● TASK INSTRUCTIONS
All the data below should be printed again without a single difference.

● THE RECORDS
_ _ _ _ _
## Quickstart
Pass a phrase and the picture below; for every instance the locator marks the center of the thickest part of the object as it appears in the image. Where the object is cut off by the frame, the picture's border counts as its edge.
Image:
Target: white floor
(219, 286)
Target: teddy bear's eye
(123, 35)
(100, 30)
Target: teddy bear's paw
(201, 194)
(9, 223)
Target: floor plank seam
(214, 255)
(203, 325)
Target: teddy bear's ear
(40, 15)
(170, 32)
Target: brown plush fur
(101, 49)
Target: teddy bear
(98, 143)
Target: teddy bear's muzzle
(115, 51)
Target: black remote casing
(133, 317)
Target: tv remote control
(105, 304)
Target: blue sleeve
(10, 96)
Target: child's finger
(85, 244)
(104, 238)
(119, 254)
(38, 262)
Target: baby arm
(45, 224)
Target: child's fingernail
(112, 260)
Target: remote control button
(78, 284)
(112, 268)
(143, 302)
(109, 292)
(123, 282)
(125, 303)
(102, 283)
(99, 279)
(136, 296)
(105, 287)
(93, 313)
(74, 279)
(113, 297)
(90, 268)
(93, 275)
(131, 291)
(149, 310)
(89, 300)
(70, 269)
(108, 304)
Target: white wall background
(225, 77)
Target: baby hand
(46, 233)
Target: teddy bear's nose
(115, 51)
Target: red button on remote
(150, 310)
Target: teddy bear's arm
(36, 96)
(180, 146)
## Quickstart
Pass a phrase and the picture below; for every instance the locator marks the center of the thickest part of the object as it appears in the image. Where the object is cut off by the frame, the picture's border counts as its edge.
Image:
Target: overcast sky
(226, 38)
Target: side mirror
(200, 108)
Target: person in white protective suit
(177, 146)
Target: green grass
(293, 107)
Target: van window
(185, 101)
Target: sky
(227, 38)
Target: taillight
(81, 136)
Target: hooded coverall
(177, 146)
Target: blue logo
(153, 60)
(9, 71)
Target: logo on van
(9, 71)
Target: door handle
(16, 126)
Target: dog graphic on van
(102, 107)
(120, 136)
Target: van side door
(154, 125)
_ _ _ _ _
● WORKED SOLUTION
## Quickstart
Pass a phrase and the picture below; for every instance the locator marks the center of the thickest part of the object as it appears in the image. Where the object is cut off by the frame, the picture's border counts as its edge.
Image:
Target: white floor
(219, 286)
Target: teddy bear's eye
(123, 35)
(100, 30)
Target: teddy bear's paw
(201, 194)
(9, 223)
Target: floor plank seam
(214, 255)
(203, 325)
Target: teddy bear's ear
(40, 15)
(170, 32)
Target: brown plush fur
(101, 49)
Target: teddy bear
(98, 143)
Target: teddy bear's muzzle
(115, 51)
Target: black remote casing
(133, 317)
Target: tv remote control
(105, 304)
Target: blue sleeve
(10, 96)
Target: child's finger
(85, 244)
(104, 238)
(119, 254)
(38, 262)
Target: baby arm
(45, 224)
Target: child's fingernail
(112, 260)
Target: remote control button
(78, 284)
(112, 268)
(143, 302)
(109, 292)
(123, 282)
(125, 303)
(102, 283)
(99, 279)
(136, 296)
(105, 287)
(93, 313)
(74, 279)
(113, 297)
(90, 268)
(93, 275)
(131, 291)
(149, 310)
(89, 300)
(70, 269)
(108, 304)
Target: white wall background
(225, 77)
Target: baby hand
(46, 233)
Target: teddy bear's nose
(115, 51)
Target: red button on remote
(150, 310)
Target: teddy bear's arm
(36, 96)
(180, 146)
## Quickstart
Pass a phrase and the picture below; for every instance the locator marks the center of the thickest part of the object as it appears in the image. Where the object is cut off by the frame, the picture's border counts as its edge.
Image:
Target: overcast sky
(226, 38)
Target: side mirror
(200, 108)
Target: person in white protective suit
(177, 146)
Target: green grass
(293, 107)
Target: van window
(185, 101)
Target: sky
(227, 38)
Target: taillight
(81, 136)
Target: hooded coverall
(177, 146)
Target: blue logo
(153, 60)
(9, 71)
Target: logo on van
(9, 71)
Target: door handle
(16, 126)
Target: dog graphic on van
(102, 107)
(120, 136)
Target: van side door
(154, 125)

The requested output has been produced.